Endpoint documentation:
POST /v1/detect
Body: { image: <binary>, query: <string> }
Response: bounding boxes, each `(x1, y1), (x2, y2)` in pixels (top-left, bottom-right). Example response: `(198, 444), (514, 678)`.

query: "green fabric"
================
THE EXERCISE >> Reproduce all of the data above line for line, with no changes.

TASK SOLUTION >>
Endpoint documentation:
POST /v1/detect
Body: { image: <binary>, query: <string> }
Response: bounding boxes, each `(x1, y1), (x2, y2)` in pixels (top-left, bottom-right). Example response: `(198, 444), (514, 678)`.

query: "green fabric"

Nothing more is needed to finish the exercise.